* _Prompt A_
In the passage on unwitting crimes, rewrite the section between "An average person" and "even less careful.", inclusive, changing "circular saw" to "hedge trimmer" throughout.

* _Supplied passage_
────────────────────────────────────────

There are some crimes you aren't aware you are committing, and we are told that ignorance of the law is no excuse, so most of us are probably criminals, technically at least. I'm hoping it's technically in your case as well as mine.
An average person apparently breaks the law more than 40 times each year, and yet no one locks him up even once. Possibly because some offences are so trivial, like using a vacuum cleaner after 1pm on Sunday, so it might be a good idea to warn your au pair, and shame on you for making her work at weekends.
Think carefully, too, before you affix a postage stamp upside down, as you may still be committing treason in the eyes of the law. And 'taking a circular saw from a vacant house' is much more serious when the charge sheet contains the words 'also a power converter.'
Many of us might have inadvertently pocketed the wrong change or forgotten to pay for a plastic bag at a self-service check-out - or even caused tree cuttings to fall into a neighbour's garden (did you use a circular saw?) - but we could find ourselves in more serious trouble if we were even less careful.
Like the Californian man who stole electronic goods then tried to resell them to the shop's owner (duh!) or a woman called Rebecca Taylor who tried to buy another woman's child in a supermarket queue. She already had 2 other children with her, which makes you wonder which other stores she had shopped in that day.
Crimes that you and I - well, you - may have committed without realising, range from going fishing without a licence (how would the fish know?) to putting makeup on while driving, isn't that called multi-tasking? And generally approved of? Some 'crimes' amount to little more than oversights, such as neglecting to inform the relevant authorities of a change of name or address. Crimes of omission, unless you are on the run from some less benevolent authority, the Fraud Squad, say. Whatever have you been up to?

────────────────────────────────────────

* _Data supplied_
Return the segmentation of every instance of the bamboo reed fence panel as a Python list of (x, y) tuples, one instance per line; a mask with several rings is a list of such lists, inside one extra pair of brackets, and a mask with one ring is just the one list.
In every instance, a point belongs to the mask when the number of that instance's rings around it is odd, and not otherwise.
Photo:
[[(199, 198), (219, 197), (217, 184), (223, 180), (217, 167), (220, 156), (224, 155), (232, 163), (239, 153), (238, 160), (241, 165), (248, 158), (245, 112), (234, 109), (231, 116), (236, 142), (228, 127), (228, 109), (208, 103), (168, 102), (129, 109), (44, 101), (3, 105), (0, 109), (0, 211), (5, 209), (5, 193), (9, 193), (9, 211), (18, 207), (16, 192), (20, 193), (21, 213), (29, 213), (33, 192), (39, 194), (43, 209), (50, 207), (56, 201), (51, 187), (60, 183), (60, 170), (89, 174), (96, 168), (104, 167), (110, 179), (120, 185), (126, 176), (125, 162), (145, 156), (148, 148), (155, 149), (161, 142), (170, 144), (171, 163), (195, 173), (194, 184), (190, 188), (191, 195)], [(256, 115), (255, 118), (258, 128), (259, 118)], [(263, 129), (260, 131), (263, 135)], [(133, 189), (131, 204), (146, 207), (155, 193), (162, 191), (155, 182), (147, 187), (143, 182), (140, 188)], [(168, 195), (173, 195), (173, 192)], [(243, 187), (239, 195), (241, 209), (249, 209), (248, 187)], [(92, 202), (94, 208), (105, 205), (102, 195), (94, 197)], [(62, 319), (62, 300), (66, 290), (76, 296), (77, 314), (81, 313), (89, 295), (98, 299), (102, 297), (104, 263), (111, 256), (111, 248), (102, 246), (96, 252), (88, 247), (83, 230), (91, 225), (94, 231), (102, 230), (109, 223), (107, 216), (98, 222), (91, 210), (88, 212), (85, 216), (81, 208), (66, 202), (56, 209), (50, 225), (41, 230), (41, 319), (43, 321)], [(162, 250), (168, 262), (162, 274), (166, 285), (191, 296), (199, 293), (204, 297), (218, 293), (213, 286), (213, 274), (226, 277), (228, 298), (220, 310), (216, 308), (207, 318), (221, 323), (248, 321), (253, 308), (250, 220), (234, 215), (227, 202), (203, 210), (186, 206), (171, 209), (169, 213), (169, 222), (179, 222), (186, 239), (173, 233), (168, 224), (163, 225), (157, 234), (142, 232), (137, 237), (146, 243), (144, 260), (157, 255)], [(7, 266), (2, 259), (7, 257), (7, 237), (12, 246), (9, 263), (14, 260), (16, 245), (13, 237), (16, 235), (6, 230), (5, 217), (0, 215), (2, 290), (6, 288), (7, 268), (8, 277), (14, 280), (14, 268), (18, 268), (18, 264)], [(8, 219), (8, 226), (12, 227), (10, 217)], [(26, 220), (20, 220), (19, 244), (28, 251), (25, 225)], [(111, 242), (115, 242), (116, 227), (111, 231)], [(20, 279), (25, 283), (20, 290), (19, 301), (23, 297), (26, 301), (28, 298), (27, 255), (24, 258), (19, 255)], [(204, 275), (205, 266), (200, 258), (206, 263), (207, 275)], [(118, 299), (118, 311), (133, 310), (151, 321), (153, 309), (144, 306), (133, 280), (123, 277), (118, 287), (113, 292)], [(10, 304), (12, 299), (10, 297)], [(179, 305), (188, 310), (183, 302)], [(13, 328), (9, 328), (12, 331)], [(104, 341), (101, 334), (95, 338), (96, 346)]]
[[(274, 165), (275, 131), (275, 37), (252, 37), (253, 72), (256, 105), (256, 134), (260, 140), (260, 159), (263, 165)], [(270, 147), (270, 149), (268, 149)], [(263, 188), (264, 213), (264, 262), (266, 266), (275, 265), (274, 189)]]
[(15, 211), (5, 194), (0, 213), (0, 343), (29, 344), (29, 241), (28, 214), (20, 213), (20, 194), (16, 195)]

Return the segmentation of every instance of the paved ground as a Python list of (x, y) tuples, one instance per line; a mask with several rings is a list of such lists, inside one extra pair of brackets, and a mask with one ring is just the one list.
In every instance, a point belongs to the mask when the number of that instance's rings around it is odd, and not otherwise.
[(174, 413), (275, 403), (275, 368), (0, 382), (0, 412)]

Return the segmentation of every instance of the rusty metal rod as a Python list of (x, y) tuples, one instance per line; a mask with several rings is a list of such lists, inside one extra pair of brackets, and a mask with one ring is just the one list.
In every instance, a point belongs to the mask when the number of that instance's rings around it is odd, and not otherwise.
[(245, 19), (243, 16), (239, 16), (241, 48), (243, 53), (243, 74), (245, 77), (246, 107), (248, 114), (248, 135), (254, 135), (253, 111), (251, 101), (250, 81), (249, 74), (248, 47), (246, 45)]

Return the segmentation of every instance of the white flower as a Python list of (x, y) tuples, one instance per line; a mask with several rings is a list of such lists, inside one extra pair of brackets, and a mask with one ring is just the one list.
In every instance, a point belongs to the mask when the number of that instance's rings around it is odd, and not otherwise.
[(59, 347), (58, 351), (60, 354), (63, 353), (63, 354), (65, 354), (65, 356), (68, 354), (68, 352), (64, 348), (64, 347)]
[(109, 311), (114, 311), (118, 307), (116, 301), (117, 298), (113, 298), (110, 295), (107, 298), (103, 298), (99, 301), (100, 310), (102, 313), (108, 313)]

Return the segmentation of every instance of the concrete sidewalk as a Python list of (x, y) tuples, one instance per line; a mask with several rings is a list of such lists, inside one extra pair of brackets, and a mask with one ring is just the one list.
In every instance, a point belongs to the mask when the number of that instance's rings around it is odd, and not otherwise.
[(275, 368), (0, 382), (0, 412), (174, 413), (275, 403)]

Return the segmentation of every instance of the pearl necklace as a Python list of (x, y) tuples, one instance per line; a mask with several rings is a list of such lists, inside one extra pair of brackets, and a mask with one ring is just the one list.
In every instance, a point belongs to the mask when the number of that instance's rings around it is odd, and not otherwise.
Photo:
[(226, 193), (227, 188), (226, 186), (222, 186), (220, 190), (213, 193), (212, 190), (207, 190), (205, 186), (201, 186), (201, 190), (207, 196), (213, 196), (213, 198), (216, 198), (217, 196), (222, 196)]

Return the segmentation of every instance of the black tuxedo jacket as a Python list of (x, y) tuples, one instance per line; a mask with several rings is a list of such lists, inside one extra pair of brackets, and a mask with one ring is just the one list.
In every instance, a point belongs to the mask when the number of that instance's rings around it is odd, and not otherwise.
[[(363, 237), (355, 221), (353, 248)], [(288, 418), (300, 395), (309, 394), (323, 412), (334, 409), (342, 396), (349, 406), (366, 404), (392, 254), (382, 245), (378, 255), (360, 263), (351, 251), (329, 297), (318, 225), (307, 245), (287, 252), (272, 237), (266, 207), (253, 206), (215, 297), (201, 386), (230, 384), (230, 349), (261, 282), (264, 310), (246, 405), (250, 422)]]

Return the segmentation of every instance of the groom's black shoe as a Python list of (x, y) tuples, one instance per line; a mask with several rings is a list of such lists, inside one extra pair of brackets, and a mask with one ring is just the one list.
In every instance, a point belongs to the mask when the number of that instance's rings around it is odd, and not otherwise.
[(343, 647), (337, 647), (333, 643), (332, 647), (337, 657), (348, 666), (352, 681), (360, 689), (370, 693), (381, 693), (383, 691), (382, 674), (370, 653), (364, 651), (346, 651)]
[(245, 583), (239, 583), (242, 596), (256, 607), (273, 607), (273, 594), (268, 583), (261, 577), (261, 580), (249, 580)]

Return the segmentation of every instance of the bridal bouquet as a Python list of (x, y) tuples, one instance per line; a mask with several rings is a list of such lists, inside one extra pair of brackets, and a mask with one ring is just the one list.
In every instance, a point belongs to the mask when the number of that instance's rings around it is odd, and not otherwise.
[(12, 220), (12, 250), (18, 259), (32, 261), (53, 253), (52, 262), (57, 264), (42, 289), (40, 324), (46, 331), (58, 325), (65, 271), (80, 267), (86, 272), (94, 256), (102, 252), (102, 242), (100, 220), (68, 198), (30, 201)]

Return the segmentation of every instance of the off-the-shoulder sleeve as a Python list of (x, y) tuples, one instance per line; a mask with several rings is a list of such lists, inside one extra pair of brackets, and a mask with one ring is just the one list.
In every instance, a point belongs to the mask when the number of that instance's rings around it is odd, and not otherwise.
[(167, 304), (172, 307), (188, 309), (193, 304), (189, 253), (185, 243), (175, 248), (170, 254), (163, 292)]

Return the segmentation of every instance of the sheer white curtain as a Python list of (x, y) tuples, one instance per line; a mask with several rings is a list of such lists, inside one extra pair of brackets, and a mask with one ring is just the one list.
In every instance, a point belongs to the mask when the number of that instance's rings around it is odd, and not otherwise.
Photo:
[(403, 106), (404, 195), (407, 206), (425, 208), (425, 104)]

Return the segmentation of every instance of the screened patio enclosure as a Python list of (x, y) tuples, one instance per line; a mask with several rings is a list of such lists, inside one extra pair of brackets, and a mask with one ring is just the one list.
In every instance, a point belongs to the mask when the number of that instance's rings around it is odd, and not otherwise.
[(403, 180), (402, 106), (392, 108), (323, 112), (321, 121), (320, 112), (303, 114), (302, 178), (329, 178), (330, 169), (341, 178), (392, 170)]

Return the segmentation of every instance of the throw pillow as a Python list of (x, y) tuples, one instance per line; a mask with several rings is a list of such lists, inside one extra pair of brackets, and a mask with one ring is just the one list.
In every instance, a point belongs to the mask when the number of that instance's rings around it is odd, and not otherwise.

────────────────────────────────────────

* _Prompt B_
Render the listing lines between the line holding "Return the segmentation of every instance of the screened" and the line holding "178), (392, 170)]", inclusive, as a Markdown table with columns Row and Listing line. Omit blank lines and include only those lines.

* _Complete response A_
An average person apparently breaks the law more than 40 times each year, and yet no one locks him up even once. Possibly because some offences are so trivial, like using a vacuum cleaner after 1pm on Sunday, so it might be a good idea to warn your au pair, and shame on you for making her work at weekends.
Think carefully, too, before you affix a postage stamp upside down, as you may still be committing treason in the eyes of the law. And 'taking a hedge trimmer from a vacant house' is much more serious when the charge sheet contains the words 'also a power converter.'
Many of us might have inadvertently pocketed the wrong change or forgotten to pay for a plastic bag at a self-service check-out - or even caused tree cuttings to fall into a neighbour's garden (did you use a hedge trimmer?) - but we could find ourselves in more serious trouble if we were even less careful.

* _Complete response B_
| Row | Listing line |
|---|---|
| 1 | Return the segmentation of every instance of the screened patio enclosure as a Python list of (x, y) tuples, one instance per line; a mask with several rings is a list of such lists, inside one extra pair of brackets, and a mask with one ring is just the one list. |
| 2 | In every instance, a point belongs to the mask when the number of that instance's rings around it is odd, and not otherwise. |
| 3 | [(403, 180), (402, 106), (392, 108), (323, 112), (321, 121), (320, 112), (303, 114), (302, 178), (329, 178), (330, 169), (341, 178), (392, 170)] |